#### Problem details:
Edit the items below so that "desert shrub" becomes "sagebrush", and write out every line again with nothing else altered.

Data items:
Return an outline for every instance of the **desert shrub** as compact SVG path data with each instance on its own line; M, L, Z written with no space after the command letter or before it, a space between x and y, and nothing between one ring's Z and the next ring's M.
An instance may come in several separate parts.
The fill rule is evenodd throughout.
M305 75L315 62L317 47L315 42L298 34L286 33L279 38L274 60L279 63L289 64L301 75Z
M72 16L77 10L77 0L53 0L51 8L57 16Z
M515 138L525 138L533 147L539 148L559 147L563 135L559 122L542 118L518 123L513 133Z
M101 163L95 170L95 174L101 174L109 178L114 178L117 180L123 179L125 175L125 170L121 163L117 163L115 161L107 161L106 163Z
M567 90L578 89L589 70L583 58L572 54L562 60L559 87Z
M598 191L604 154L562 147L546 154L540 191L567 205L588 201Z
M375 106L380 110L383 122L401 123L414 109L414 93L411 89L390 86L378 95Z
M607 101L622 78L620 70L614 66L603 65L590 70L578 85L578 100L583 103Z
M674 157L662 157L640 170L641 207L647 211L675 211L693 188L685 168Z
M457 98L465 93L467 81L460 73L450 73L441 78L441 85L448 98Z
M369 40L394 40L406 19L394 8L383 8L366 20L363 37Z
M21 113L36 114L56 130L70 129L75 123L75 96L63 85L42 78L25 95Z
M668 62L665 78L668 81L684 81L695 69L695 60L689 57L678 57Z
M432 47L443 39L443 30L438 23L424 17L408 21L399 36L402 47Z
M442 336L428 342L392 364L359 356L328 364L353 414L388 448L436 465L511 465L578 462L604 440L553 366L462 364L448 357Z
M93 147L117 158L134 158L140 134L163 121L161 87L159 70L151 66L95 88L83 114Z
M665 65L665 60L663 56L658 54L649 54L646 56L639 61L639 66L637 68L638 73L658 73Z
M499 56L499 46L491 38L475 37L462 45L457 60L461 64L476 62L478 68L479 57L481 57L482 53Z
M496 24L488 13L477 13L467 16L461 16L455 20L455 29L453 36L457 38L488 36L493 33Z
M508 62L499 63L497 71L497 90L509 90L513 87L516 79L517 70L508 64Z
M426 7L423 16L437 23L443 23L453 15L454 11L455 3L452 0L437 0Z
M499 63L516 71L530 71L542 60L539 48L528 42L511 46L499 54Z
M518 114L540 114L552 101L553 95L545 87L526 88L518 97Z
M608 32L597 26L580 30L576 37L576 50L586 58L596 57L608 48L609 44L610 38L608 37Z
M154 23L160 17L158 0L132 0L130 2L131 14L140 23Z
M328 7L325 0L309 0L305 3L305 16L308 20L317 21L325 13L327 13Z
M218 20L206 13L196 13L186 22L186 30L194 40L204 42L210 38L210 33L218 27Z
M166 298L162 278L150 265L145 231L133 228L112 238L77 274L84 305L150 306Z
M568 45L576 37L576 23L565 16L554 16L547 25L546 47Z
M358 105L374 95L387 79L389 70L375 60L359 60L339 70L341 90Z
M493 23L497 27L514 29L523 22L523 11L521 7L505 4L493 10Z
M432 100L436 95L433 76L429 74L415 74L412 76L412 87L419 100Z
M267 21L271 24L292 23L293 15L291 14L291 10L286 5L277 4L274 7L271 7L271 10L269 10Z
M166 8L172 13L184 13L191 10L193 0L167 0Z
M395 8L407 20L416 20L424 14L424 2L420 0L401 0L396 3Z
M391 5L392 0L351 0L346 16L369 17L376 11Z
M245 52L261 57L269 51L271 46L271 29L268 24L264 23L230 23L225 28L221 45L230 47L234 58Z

#### Output for this task:
Return an outline for every instance of the **sagebrush** as compact SVG path data with each instance on its own line; M, L, Z written with no space after the command letter or before it, a space between x and y, and nothing between one ring's Z and the next ring's M.
An instance may come in several separate parts.
The fill rule is evenodd throughout.
M305 75L315 62L317 47L315 42L298 34L286 33L279 38L274 60L279 63L289 64L301 75Z
M72 16L77 10L77 0L53 0L51 8L57 16Z
M515 138L525 138L533 147L539 148L559 147L563 135L559 122L542 118L518 123L513 133Z
M101 163L95 170L95 174L101 174L109 178L114 178L117 180L123 179L125 175L125 170L121 163L117 163L115 161L107 161L106 163Z
M567 90L578 89L589 70L583 58L572 54L562 60L559 87Z
M598 191L604 154L562 147L546 154L540 191L567 205L588 201Z
M375 106L380 110L383 122L401 123L414 109L414 93L411 89L390 86L378 95Z
M607 101L622 78L620 70L614 66L603 65L590 70L578 85L578 100L583 103Z
M674 157L662 157L640 170L641 207L647 211L675 211L693 188L685 168Z
M457 98L465 93L467 81L460 73L450 73L441 78L441 85L448 98Z
M369 40L394 40L406 19L394 8L383 8L366 20L363 37Z
M21 113L36 114L56 130L70 129L75 123L75 96L63 85L42 78L25 95Z
M668 62L665 78L668 81L684 81L695 69L695 60L689 57L678 57Z
M432 47L443 39L443 30L438 23L424 17L408 21L399 36L402 47Z
M442 336L428 342L392 364L359 356L328 364L353 414L388 448L436 465L511 465L578 462L604 440L553 366L462 364L448 357Z
M93 147L117 158L134 158L140 134L163 121L161 87L159 70L151 66L95 88L83 114Z
M665 65L665 60L663 56L658 54L649 54L646 56L639 61L639 66L637 68L638 73L658 73Z
M499 56L499 46L491 38L475 37L462 45L457 60L461 64L476 62L478 68L479 57L481 57L482 53Z
M496 24L488 13L477 13L467 16L461 16L455 20L455 29L453 36L457 38L488 36L493 33Z
M508 62L499 63L497 71L497 90L509 90L513 87L516 79L517 70L508 64Z
M426 7L423 16L437 23L443 23L453 15L454 11L455 3L452 0L437 0Z
M499 63L516 71L530 71L542 60L539 48L528 42L511 46L499 54Z
M518 114L540 114L552 101L553 95L545 87L526 88L518 97Z
M608 32L597 26L580 30L576 37L576 50L586 58L596 57L608 48L609 44L610 38L608 37Z
M154 23L160 17L158 0L132 0L130 2L131 14L140 23Z
M328 7L325 0L309 0L305 3L305 16L308 20L317 21L325 13L327 13Z
M218 20L206 13L196 13L186 22L186 30L194 40L204 42L210 38L210 33L218 27Z
M166 298L162 278L150 265L145 231L133 228L112 238L77 274L84 305L150 306Z
M568 45L576 37L576 23L565 16L554 16L547 25L546 47Z
M358 105L374 95L387 79L389 70L375 60L359 60L339 70L341 90Z
M493 23L497 27L514 29L523 22L523 11L521 7L505 4L493 10Z
M432 100L436 95L433 76L429 74L415 74L412 76L412 87L419 100Z
M267 21L271 24L292 23L293 15L291 14L291 10L286 5L277 4L274 7L271 7L271 10L269 10Z
M166 8L172 13L184 13L191 10L193 0L167 0Z
M395 8L407 20L416 20L424 14L424 2L420 0L401 0L396 3Z
M391 5L392 0L351 0L346 16L369 17L376 11Z
M245 52L261 57L269 51L271 46L271 29L268 24L264 23L230 23L225 28L221 45L230 47L234 58Z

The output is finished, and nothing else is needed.